-- Begin READING PASSAGE --
Like many Australians before us, we make the pilgrimage to Gallipoli to tour the Anzac sites and Ottoman monuments to assess the significance of this campaign in forming a potent nationalistic symbol for both Turks and Australians. We will take a picnic lunch to the battlefields. Rug up! (Overnight Eceabat) BL

Bursa - 3 nights

Day 14: Sunday 9 December 2018, Eceabat – Çanakkale – Troy – Assos – Bursa
  • Çanakkale
  • Troy
  • Thermal bath, Çekirge, Bursa (optional)

We leave the Gallipoli Peninsula and catch the first ferry across the Dardanelles to Çanakkale on the Asian shore, glimpsing the mighty Ottoman castles of Seddülbahır and Kılıtbahır in Europe and Kale-i Sultaniye in Asia (1452). Before heading for our next destination of Bursa we detour to Troy to conjure up Homer’s Iliad.
-- End READING PASSAGE --
-- Begin INFORMATION SHOWN --
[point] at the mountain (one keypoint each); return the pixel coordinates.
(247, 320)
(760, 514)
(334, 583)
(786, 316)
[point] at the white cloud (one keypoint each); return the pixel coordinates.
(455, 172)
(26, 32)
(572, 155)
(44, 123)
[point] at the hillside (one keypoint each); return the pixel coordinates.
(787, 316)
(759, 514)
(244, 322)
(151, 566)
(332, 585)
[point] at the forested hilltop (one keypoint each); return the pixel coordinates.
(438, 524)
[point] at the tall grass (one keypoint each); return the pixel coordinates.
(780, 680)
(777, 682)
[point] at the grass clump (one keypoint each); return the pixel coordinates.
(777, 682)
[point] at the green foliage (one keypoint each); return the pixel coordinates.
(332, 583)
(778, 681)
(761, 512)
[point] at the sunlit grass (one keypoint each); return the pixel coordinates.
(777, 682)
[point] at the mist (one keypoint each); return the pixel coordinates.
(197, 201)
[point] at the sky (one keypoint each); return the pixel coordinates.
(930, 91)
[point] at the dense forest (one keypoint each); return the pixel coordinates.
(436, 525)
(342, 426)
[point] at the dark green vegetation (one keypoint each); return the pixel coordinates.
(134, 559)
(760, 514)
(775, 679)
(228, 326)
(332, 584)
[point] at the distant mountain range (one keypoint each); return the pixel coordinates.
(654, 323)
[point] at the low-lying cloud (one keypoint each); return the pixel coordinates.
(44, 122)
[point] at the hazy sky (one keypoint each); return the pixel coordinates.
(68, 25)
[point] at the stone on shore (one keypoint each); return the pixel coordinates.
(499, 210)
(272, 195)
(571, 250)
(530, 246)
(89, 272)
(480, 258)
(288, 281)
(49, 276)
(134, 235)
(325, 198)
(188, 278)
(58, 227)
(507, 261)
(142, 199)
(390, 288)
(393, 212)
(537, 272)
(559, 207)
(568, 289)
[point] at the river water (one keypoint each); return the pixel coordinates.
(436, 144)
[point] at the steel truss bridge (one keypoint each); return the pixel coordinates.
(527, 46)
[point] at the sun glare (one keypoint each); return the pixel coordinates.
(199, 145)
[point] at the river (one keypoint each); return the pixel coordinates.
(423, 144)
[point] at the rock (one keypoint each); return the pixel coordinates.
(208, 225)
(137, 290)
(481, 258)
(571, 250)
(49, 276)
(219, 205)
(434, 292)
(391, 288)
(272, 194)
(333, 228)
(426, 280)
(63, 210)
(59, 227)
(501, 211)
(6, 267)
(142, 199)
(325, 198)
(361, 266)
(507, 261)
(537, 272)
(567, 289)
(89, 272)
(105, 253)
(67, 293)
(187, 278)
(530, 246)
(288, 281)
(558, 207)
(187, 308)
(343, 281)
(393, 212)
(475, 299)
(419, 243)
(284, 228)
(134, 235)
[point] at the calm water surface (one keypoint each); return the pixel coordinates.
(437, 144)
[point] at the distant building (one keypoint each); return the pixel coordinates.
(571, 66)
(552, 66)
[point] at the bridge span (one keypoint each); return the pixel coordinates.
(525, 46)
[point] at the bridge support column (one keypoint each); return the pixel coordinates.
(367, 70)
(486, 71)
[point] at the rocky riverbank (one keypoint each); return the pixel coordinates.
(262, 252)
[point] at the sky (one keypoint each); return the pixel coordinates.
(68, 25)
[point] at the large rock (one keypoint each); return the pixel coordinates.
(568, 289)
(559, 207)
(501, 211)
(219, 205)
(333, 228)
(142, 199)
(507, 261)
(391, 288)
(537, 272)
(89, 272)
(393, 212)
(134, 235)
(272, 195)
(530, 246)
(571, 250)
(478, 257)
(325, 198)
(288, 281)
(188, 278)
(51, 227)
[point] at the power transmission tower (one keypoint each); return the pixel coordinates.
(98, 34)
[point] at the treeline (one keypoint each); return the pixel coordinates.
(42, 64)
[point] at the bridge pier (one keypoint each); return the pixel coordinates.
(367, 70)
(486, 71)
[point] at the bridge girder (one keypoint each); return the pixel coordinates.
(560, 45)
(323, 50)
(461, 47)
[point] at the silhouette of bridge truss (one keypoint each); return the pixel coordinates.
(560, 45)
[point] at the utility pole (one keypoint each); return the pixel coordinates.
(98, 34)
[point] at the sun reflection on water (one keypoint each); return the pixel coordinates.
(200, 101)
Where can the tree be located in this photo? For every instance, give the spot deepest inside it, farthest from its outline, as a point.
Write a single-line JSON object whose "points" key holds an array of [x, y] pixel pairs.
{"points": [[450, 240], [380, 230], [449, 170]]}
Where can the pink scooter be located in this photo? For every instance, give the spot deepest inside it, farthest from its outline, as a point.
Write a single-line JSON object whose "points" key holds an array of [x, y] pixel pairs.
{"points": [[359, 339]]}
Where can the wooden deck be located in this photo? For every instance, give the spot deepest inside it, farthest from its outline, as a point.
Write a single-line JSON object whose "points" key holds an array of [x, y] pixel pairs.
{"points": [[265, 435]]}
-- End INFORMATION SHOWN --
» **WRITTEN TASKS**
(1) List the places named in the Day 14 heading of the tour itinerary.
(2) Express the rows as a Markdown table with the columns No. and Entry, leaving out blank lines. Start with the line in the rows containing "[point] at the bridge girder" and go through the end of the rows.

» **SOLUTION LIST**
(1) Eceabat, Çanakkale, Troy, Assos, Bursa

(2)
| No. | Entry |
|---|---|
| 1 | [point] at the bridge girder (one keypoint each); return the pixel coordinates. |
| 2 | (560, 45) |
| 3 | (323, 50) |
| 4 | (461, 47) |
| 5 | [point] at the silhouette of bridge truss (one keypoint each); return the pixel coordinates. |
| 6 | (560, 45) |
| 7 | [point] at the utility pole (one keypoint each); return the pixel coordinates. |
| 8 | (98, 34) |
| 9 | [point] at the sun reflection on water (one keypoint each); return the pixel coordinates. |
| 10 | (200, 101) |
| 11 | Where can the tree be located in this photo? For every instance, give the spot deepest inside it, farthest from its outline, as a point. |
| 12 | Write a single-line JSON object whose "points" key holds an array of [x, y] pixel pairs. |
| 13 | {"points": [[450, 240], [380, 230], [449, 170]]} |
| 14 | Where can the pink scooter be located in this photo? For every instance, give the spot deepest inside it, farthest from its outline, as a point. |
| 15 | Write a single-line JSON object whose "points" key holds an array of [x, y] pixel pairs. |
| 16 | {"points": [[359, 339]]} |
| 17 | Where can the wooden deck be located in this photo? For every instance, give the spot deepest inside it, farthest from its outline, as a point. |
| 18 | Write a single-line JSON object whose "points" key holds an array of [x, y] pixel pairs. |
| 19 | {"points": [[265, 435]]} |